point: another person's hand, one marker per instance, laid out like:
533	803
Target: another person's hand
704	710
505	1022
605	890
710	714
####################
> _Task directions_
Reproduce the data above line for line, changing nothing.

> _Completed task_
point: another person's hand, one marker per instance, laid out like:
533	803
Target: another person's hand
704	710
505	1022
605	890
710	714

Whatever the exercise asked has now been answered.